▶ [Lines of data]
.....
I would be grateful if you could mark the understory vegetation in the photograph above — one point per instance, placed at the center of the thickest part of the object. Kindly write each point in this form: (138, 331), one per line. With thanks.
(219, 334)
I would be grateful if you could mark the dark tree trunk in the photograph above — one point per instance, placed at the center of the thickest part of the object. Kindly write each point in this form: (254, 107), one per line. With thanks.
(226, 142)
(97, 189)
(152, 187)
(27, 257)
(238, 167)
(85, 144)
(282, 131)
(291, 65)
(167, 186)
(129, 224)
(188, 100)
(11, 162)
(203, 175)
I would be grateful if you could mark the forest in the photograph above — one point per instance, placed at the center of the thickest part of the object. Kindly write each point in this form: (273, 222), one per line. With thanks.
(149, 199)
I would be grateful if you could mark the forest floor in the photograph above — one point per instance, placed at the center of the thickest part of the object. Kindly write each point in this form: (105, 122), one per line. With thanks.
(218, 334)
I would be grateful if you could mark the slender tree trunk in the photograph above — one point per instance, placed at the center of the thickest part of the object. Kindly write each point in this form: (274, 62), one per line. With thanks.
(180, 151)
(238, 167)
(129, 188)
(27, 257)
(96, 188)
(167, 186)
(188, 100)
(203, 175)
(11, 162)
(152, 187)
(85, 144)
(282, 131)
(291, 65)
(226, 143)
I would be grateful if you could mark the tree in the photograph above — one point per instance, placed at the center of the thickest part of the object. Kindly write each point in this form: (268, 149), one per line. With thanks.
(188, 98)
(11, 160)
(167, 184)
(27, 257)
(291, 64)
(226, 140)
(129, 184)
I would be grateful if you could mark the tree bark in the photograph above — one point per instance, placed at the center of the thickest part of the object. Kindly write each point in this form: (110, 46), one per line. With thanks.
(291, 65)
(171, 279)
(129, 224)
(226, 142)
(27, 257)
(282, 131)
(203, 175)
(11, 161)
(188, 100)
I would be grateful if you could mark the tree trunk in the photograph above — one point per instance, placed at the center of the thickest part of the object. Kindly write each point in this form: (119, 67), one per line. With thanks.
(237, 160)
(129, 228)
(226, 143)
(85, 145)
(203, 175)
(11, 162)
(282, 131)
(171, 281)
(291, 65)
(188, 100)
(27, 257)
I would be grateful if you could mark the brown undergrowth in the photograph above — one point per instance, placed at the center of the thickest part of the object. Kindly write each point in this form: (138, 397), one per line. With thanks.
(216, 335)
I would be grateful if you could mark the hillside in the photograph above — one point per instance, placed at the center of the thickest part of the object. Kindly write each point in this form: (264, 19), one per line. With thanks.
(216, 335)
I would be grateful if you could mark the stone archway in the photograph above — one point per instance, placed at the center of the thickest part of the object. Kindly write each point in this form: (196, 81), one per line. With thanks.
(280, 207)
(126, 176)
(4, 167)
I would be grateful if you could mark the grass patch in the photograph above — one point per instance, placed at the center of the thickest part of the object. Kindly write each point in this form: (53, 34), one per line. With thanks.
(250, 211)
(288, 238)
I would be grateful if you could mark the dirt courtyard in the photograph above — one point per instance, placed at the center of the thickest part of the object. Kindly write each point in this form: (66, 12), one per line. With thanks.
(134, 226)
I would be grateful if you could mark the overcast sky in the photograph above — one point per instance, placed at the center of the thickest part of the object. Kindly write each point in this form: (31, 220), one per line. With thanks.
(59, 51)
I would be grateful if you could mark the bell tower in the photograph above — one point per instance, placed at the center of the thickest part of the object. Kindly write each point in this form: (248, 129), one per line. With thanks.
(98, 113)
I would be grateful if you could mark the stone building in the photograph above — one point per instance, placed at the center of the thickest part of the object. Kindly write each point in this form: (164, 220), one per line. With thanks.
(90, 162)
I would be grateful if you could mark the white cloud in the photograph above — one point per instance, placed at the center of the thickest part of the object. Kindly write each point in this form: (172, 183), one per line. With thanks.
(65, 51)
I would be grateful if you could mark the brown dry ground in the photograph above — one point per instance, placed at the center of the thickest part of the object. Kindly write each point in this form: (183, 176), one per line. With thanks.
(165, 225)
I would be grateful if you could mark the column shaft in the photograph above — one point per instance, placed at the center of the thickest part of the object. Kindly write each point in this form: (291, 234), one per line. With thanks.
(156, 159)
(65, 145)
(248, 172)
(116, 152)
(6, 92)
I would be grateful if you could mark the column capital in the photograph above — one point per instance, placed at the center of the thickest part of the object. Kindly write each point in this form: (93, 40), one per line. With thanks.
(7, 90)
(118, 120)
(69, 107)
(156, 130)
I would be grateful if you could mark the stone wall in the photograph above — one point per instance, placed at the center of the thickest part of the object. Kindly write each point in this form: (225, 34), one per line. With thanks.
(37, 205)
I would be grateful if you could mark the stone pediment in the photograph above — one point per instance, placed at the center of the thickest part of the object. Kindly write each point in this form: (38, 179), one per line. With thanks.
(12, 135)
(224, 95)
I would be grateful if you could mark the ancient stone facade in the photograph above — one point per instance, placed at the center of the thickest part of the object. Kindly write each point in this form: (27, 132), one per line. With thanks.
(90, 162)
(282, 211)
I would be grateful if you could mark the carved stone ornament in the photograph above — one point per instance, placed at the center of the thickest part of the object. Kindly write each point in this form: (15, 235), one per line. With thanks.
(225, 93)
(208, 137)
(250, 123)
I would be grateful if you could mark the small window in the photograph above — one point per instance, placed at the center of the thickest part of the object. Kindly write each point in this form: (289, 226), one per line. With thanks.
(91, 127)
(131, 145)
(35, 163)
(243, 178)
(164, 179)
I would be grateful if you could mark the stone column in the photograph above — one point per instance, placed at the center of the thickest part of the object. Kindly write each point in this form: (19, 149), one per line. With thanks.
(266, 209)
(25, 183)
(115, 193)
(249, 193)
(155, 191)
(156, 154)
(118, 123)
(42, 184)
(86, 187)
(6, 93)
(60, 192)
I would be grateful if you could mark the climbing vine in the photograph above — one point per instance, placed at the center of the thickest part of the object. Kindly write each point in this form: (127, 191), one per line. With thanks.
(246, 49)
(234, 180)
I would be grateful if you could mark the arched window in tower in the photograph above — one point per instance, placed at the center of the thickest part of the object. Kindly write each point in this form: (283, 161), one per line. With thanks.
.....
▶ [Task statement]
Please set down all the data word for word.

▶ [Result of the task]
I would be grateful if you could mark the understory vegetation in the photograph above — one point per instance, placed at the center of the thickest part of the object. Kindly write each point in this form: (138, 331), one per line. With thanks.
(219, 334)
I would be grateful if you could mark the dark tree trunk in the photograph above — one point per instance, placed at the center of the thickest part of the object. Kindly write each point in this form: (254, 107), one per line. With thanks.
(226, 142)
(97, 189)
(152, 187)
(27, 257)
(238, 167)
(85, 144)
(282, 131)
(291, 65)
(167, 186)
(129, 224)
(188, 100)
(11, 162)
(203, 175)
I would be grateful if you could mark the forest in the photograph above — one point per instance, placed at the center of the thickest part of the object. Kindly write each point in this form: (273, 222), one per line. With thanks.
(149, 199)
I would be grateful if you could mark the forest floor in the photograph above — one point per instance, placed at the center of the thickest part of the object. Kindly write each point in this form: (105, 122), one per line. With thanks.
(218, 334)
I would be grateful if you could mark the slender tree trunk in the photograph above — one point per instance, placed at the center of the thickest part of the object. Kindly write each point in this form: (274, 62), one per line. With thanks.
(180, 151)
(238, 167)
(129, 188)
(27, 257)
(96, 188)
(167, 186)
(188, 100)
(203, 175)
(11, 162)
(152, 187)
(85, 144)
(282, 131)
(291, 65)
(226, 143)
I would be grateful if you could mark the tree in the photograph above — one point per instance, placed at the center of the thickest part of the object. Kindly write each point in this form: (268, 149), one per line. With thanks.
(188, 98)
(11, 160)
(167, 184)
(27, 257)
(291, 64)
(226, 140)
(129, 184)
I would be grateful if you could mark the tree bark in the photograph above — one point per instance, placed at the center of the thickest part of the object. Kindly write each point in this form: (110, 46), one per line. With thanks.
(291, 65)
(171, 279)
(129, 224)
(226, 142)
(27, 257)
(282, 131)
(203, 175)
(11, 161)
(188, 100)
I would be grateful if you could mark the tree trunk in the photograph above — one point per instance, placed at the center of the thickest part of the object. Kindly write each point in this form: (119, 67), one per line. With thanks.
(237, 160)
(129, 228)
(226, 143)
(85, 145)
(203, 175)
(11, 162)
(282, 131)
(171, 281)
(291, 65)
(188, 100)
(27, 257)
I would be grateful if you could mark the brown undergrowth in the photograph above — one point per instance, placed at the center of the thickest part of the object. Kindly write each point in this form: (138, 397), one per line. With thanks.
(216, 335)
I would be grateful if you could mark the hillside in the photograph above — one point per instance, placed at the center of the thickest part of the object. Kindly write each point in this form: (264, 19), one per line. With thanks.
(216, 335)
I would be grateful if you could mark the stone archway in the photograph above — one point per instance, placed at the center of the thickest part of the object. Kindly write each point in this form: (196, 81), one per line. With thanks.
(280, 207)
(126, 176)
(4, 167)
I would be grateful if you could mark the grass patch in the photograph above — one point per instance, placed at the center of the thickest part of the object. Kindly write each point in this form: (53, 34), one per line. With thanks.
(250, 211)
(288, 238)
I would be grateful if you could mark the dirt courtyard in the photograph above — one point per instance, placed at the center of the thickest part of the object. Kindly write each point in this form: (66, 12), one per line. With thanks.
(134, 226)
I would be grateful if you could mark the overcast sky in the photograph above — one point per instance, placed at the center of the thickest part of the object. Kindly write each point in this form: (31, 220), one per line. With thanks.
(59, 51)
I would be grateful if you could mark the bell tower in the photograph above — one point per instance, placed at the center of the thickest part of the object. Kindly write each point in this form: (248, 129), one per line. With thanks.
(98, 113)
I would be grateful if you could mark the stone building in the photograph above — one point per instance, placed at the center of the thickest part of the object. Kindly write each point in this form: (164, 220), one per line. With thanks.
(90, 162)
I would be grateful if you could mark the white cloud in the photograph above — one point per instance, placed at the center of the thickest part of the object. Kindly write each point in this form: (172, 183), one per line. With thanks.
(65, 51)
I would be grateful if you could mark the brown dry ground in the photograph above — one point per instance, placed at the center of the thickest part of the object. Kindly write each point in this form: (183, 176), one per line. With thanks.
(165, 225)
I would be grateful if you could mark the column shaft in the photograph above — one point per instance, placed at the center of the thickest part of the object. Kindly write each point in this form: (291, 234), one per line. With thanks.
(156, 159)
(65, 145)
(248, 172)
(116, 152)
(6, 92)
I would be grateful if you could mark the column capital in the photograph above — one point per instance, placed at the center of the thickest part of the object. Kindly write each point in this form: (93, 40), one per line. With thanks.
(7, 90)
(118, 120)
(69, 107)
(156, 130)
I would be grateful if you could mark the stone wall in the photograph above — one point per instance, placed at the center of the thickest part of the object. Kindly write each point in this form: (225, 34), one per line. With thanks.
(37, 205)
I would be grateful if you could mark the stone pediment in the photograph above — one point per instance, placed at the center of the thickest part of the object. Kindly write each point in this form: (38, 179), one per line. With thanks.
(12, 135)
(224, 95)
I would be grateful if you could mark the ancient stone facade in the photograph above — one point per instance, placed at the center of the thickest part of the object. Kindly write each point in this form: (27, 132), one per line. With thanks.
(90, 162)
(282, 211)
I would be grateful if you could mark the carved stone ornament in the photograph above — one point per instance, placed at the center of the thickest part of the object. Kindly write each point in this form: (15, 235), one per line. With thanks.
(225, 93)
(208, 137)
(250, 123)
I would be grateful if you could mark the small window in the photograph above — one point per instance, placed at the center of the thickest part of the object. Kindly write each point in this form: (289, 226), one per line. With thanks.
(91, 127)
(131, 145)
(35, 163)
(243, 178)
(164, 179)
I would be grateful if you could mark the stone column in the photograph above — one point per instance, placed at the center of the thickest part of the object. Kindly write each point in this form: (19, 149), one per line. With thanks.
(266, 209)
(25, 183)
(115, 193)
(249, 193)
(155, 191)
(156, 154)
(118, 123)
(42, 184)
(86, 187)
(6, 93)
(60, 192)
I would be grateful if you could mark the climbing vine in the photograph above — one point per instance, placed at the center of the thickest part of the object. Kindly write each point in this form: (127, 191), one per line. With thanks.
(246, 49)
(234, 180)
I would be grateful if you could mark the arched window in tower in the photograph above — one point per instance, placed at the center of the thickest part of the object. Kindly write each point in this form: (283, 161), one per line. With thanks.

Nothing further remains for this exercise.